━━━━━ Data ━━━━━
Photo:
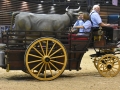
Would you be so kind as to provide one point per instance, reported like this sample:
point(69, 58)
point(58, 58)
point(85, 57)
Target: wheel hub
point(46, 59)
point(109, 66)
━━━━━
Task objective - Express every line of the items above as a JSON list of strings, one string per line, with blank lines skipped. Leave the pictures out.

Response to the exercise -
[
  "Photo:",
  "Would you be so kind as to provide one point per instance, reported like this sample:",
  "point(69, 58)",
  "point(58, 58)",
  "point(85, 57)",
  "Target: wheel hub",
  "point(46, 59)",
  "point(109, 66)"
]